Given text =>
★ ★ ★ ★ ★
American basketball player (born 1995)

Nicholas Julian Hornsby (born June 21, 1995) is an American basketball player for the TNT Tropang 5G of the Philippine Basketball Association (PBA). He played college basketball for the Sacramento State Hornets.

==Early and personal life==
Hornsby was born in Irvine, California, to Kenneth and Elizabeth Hornsby. He is 6' 7" tall (201 cm), and weighs 235 pounds (107 kg). He is married to volleyball coach Courtney (nee Dietrich) Hornsby.

==High school career==
Hornsby played basketball as a combo guard and played volleyball for Tustin High School in Tustin, California. In basketball, he played for the Tillers. As a junior, he averaged 12.0 points, 7.8 rebounds, and 3.2 assists per game, and shot 42.0% from the field, 44.2% from the three-point line, and 80.0% from the free throw line. He was named the Empire League’s co-MVP.

As a senior, Hornsby was named team captain, and averaged 16.7 points, 8.3 rebounds and 2.7 assists per game. He was named first team all-state, co-3AAA Division Player of the Year, co-MVP of the Empire League, and first team all-county. ESPN named him the 20th-best high school recruit in California, and Scout.com ranked him the sixth-best small forward on the West Coast of the United States.

==College career==
Hornsby attended Sacramento State University, from which he graduated with a degree in Sociology in 2017. He played basketball at the forward position for the Sacramento State Hornets.

As a freshman in 2013–14, Hornsby averaged 3.7 points, 3.3 rebounds, 1.1 assists, and 0.6 steals per game, as he shot .362 from the field and .717 from the free throw line. As a sophomore in 2014–15 he averaged 6.8 points, 5.2 rebounds, 1.6 assists, and 1.3 steals per game, as he shot .470 from the field, .400 from the 3-point line, and .639 from the free throw line.

As a junior in 2015–16, he averaged 7.8 points, 6.9 rebounds (7th in the Big Sky Conference), 1.6 assists, 1.2 steals, and 0.7 blocked shots per game. Hornsby shot.433 from the field and .662 from the free throw line. Among Big Sky players, he ranked fifth in offensive rebounds per game (2.2).
★ ★ ★ ★ ★
Data block =>
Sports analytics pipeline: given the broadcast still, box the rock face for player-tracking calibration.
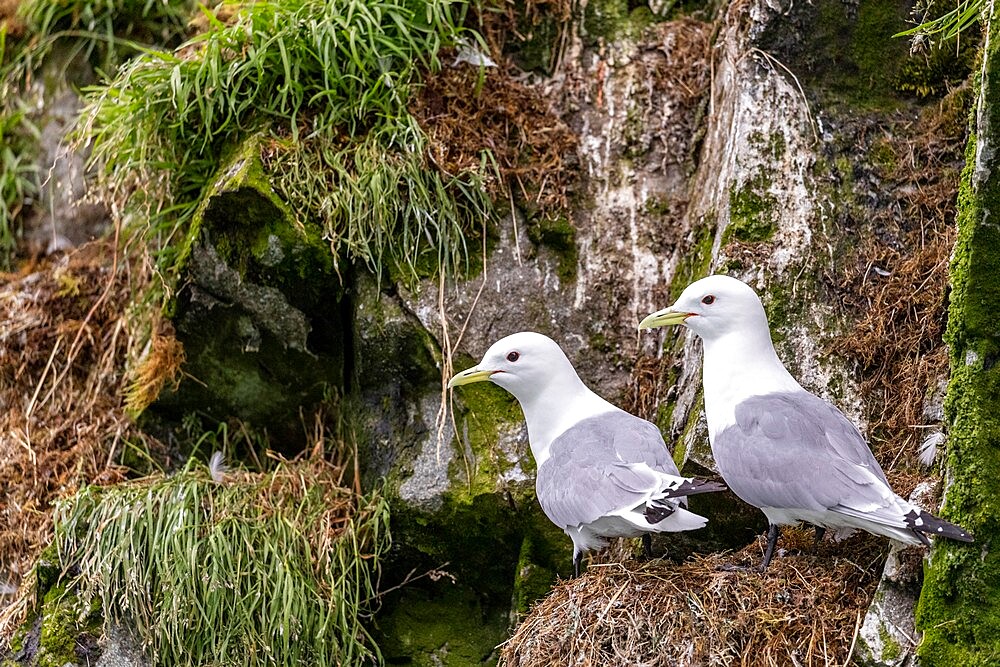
★ ★ ★ ★ ★
Brief A =>
Using the Hornsby biography, explain what distinguished his rebounding during his junior season at Sacramento State.
Brief B =>
In the Hornsby biography, list every honor in the sentence beginning "He was named first team all-state".
Brief C =>
Continue the Hornsby biography from where it stops.

Response box A =>
He averaged 6.9 rebounds per game in 2015–16, which ranked seventh in the Big Sky Conference. His 2.2 offensive rebounds per game also placed him fifth among Big Sky players.

Response box B =>
- First team all-state
- Co-3AAA Division Player of the Year
- Co-MVP of the Empire League
- First team all-county

Response box C =>
As a senior in 2016–17 Hornsby was team tri-captain, and averaged 11.3 points, 8.0 rebounds (3rd in the conference), 1.5 assists, 1.2 steals, and 0.6 blocked shots per game as he shot .504 from the field, .380 from the 3-point line, and .712 from the free throw line. Among Big Sky players, he ranked third in rebounding, second in defensive rebounding (5.9 per game), and seventh in offensive rebounding (2.2 per game). He was named Big Sky Player of the Week and Sacramento State Student-Athlete of the Week after averaging 22.5 points, 12.5 rebounds and 1.5 steals in wins at Southern Utah and Northern Arizona. He graduated ranked among the top 20 players in school history in 12 statistical categories, including 3rd in rebounds (723), and 7th in steals (133).

==Professional career==
In September 2017, Hornsby signed with the Giessen 46ers of the German ProB (3rd division). He averaged 13.8 points, 7.5 rebounds, and 2.2 steals (5th in the division) per game. He played in 2018–20 for the Bayer Giants Leverkusen of the German ProB (averaging 12.2 points and 7.9 rebounds (10th in the division) per game) and ProA (averaging 14.2 points per game) (second) divisions.

Hornsby has played in Israel since 2020 for Hapoel Be'er Sheva of the Israeli Basketball Premier League, at the forward position. In 2020–21, he averaged 7.7 points and 4.2 rebounds per game. Hornsby re-signed with the team on July 11, 2021.

On October 8, 2024, Hornsby signed with Dorados de Chihuahua of the Liga Nacional de Baloncesto Profesional.

On January 23, 2026, Hornsby recorded a career-high 36 points to go along with 16 rebounds in a 72–79 loss over the Tangerang Hawks.